[Labeling and segmentation entries]
+ + + + +
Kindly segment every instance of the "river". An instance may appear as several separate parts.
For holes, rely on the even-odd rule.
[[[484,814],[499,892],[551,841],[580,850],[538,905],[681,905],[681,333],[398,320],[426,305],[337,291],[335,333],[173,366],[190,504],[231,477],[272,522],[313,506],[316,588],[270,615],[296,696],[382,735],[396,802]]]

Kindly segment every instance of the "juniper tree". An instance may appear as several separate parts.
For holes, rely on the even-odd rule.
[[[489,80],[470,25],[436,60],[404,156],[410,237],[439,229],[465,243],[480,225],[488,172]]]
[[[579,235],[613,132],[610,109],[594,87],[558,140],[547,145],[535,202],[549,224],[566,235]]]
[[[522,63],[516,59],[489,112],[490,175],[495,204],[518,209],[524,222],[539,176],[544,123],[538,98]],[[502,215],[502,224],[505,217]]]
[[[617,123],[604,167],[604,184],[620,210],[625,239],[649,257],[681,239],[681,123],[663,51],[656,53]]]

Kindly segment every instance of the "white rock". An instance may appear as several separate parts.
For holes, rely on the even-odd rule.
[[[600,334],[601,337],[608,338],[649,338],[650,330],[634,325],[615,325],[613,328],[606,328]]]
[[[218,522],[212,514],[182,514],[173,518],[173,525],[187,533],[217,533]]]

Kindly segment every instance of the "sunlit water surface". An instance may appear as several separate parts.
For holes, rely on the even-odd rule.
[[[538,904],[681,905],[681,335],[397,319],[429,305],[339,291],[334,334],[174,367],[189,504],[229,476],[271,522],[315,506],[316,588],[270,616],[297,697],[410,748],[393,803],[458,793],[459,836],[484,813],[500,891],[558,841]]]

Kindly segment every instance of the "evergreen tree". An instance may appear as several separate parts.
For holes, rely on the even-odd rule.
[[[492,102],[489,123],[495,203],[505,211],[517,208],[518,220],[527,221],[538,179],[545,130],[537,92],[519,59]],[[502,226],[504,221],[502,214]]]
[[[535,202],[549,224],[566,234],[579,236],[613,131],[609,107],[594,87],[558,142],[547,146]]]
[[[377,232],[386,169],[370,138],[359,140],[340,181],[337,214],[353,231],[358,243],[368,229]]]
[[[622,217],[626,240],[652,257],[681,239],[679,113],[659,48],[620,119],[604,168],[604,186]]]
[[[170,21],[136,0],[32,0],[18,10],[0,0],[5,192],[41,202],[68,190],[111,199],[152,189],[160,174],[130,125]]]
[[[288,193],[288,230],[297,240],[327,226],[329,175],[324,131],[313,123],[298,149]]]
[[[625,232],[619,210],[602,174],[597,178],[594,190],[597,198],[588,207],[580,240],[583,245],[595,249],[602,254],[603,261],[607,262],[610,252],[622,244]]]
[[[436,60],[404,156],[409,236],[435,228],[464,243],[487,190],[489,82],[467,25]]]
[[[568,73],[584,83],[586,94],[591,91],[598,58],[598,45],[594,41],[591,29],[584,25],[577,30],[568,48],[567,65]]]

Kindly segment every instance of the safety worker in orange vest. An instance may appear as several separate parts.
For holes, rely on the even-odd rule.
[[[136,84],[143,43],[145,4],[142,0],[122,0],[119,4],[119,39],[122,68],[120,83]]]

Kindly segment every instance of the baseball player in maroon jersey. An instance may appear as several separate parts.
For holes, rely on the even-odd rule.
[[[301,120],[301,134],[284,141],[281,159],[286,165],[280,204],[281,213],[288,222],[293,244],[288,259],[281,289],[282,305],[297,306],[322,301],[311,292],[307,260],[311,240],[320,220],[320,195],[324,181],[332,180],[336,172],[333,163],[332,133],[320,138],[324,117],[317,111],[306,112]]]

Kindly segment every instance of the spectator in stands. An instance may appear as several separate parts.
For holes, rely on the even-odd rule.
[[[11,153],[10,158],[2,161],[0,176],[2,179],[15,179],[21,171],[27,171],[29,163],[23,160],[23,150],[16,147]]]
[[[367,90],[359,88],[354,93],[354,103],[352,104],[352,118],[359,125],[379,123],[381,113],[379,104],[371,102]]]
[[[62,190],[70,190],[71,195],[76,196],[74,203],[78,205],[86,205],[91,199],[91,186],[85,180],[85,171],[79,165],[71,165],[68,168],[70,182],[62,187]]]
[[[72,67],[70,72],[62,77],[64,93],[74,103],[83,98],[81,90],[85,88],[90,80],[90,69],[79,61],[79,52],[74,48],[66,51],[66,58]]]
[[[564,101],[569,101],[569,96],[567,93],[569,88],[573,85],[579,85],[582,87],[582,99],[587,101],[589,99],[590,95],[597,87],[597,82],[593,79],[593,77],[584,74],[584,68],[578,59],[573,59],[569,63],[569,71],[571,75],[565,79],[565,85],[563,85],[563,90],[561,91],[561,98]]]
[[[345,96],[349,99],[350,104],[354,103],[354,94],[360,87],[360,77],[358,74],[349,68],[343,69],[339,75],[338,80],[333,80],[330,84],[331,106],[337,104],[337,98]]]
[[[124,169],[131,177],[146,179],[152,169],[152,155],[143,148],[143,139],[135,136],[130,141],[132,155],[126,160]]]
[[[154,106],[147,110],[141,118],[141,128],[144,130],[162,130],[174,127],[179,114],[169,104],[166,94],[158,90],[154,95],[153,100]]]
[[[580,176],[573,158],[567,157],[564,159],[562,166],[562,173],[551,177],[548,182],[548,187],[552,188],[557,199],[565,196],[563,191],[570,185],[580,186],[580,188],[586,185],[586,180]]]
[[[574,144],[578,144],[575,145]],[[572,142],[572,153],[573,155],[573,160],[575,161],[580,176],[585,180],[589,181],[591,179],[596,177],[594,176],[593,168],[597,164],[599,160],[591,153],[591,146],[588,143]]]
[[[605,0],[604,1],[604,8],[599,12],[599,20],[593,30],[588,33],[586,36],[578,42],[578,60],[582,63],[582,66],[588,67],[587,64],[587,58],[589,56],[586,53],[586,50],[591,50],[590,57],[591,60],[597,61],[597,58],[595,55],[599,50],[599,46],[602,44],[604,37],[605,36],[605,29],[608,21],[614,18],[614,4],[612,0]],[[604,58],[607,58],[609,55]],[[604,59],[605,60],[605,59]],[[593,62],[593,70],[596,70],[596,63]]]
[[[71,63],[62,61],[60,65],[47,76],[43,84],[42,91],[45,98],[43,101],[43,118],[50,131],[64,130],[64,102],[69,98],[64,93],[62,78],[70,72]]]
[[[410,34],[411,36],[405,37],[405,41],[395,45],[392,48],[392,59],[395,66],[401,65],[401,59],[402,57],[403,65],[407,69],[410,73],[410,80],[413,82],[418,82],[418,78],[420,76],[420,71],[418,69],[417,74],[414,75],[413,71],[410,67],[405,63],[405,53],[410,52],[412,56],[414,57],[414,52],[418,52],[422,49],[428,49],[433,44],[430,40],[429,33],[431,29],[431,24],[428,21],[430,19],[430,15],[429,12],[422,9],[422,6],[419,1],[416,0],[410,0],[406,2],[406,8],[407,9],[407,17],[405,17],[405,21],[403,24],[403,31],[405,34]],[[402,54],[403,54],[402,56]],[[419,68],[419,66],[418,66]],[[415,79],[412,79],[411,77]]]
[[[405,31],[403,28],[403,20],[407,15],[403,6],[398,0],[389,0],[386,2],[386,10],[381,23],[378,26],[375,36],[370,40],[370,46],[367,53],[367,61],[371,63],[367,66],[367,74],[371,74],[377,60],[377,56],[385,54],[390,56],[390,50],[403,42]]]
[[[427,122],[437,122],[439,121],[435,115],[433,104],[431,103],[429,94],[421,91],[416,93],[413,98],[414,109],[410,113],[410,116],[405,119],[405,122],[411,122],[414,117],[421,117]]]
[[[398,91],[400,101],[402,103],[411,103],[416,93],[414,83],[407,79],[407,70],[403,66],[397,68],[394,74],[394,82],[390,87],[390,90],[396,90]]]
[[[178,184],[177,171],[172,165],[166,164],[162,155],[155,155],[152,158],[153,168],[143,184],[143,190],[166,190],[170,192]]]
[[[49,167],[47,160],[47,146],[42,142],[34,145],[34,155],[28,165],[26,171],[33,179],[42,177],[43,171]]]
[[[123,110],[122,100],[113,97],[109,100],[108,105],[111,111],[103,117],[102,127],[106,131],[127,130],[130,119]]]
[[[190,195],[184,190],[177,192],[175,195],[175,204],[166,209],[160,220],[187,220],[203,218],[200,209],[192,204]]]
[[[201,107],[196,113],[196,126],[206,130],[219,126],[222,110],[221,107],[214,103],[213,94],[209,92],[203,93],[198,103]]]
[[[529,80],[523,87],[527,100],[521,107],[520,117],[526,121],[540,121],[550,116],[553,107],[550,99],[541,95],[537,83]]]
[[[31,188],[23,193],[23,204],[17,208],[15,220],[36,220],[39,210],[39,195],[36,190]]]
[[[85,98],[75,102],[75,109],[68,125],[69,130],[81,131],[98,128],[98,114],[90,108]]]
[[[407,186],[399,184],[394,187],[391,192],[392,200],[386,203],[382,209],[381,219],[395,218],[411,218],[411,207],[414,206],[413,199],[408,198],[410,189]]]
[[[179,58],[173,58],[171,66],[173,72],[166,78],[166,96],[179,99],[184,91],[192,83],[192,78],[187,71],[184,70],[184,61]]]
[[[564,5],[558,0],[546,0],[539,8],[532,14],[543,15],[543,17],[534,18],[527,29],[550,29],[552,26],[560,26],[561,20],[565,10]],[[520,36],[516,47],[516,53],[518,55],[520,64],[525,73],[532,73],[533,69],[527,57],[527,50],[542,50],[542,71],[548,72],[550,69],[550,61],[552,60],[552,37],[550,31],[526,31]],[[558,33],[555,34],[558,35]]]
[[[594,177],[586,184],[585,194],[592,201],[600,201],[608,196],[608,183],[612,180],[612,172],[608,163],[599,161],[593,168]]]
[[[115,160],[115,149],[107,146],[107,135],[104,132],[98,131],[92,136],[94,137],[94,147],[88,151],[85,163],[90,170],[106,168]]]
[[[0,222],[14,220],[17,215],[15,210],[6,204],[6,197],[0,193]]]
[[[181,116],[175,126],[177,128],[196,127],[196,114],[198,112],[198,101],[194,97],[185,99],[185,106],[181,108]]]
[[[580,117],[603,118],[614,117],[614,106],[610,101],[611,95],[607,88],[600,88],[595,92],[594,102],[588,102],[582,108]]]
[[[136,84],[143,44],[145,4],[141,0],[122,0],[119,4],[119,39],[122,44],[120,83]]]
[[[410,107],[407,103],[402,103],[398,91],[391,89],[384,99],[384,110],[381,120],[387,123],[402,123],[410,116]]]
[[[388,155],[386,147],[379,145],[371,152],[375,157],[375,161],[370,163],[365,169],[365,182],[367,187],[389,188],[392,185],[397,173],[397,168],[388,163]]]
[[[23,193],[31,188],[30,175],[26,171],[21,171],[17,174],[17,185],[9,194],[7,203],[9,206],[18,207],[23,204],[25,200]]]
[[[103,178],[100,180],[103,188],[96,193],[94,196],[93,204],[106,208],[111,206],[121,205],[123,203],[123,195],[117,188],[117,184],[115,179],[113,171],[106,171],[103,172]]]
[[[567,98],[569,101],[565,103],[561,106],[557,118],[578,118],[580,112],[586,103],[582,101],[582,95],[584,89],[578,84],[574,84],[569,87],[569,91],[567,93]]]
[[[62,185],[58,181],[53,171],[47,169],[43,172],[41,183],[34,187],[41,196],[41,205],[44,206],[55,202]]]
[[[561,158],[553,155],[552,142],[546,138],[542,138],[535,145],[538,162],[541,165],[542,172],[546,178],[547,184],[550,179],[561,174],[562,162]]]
+ + + + +
Gather every line of the entries above that contains the string "tree". Treat uppercase and lowercase letters as different.

Exercise result »
Kindly segment every instance of the "juniper tree". An instance may appear as several separate parts.
Kindly segment every instance of the "evergreen tree". An instance may appear as several separate parts.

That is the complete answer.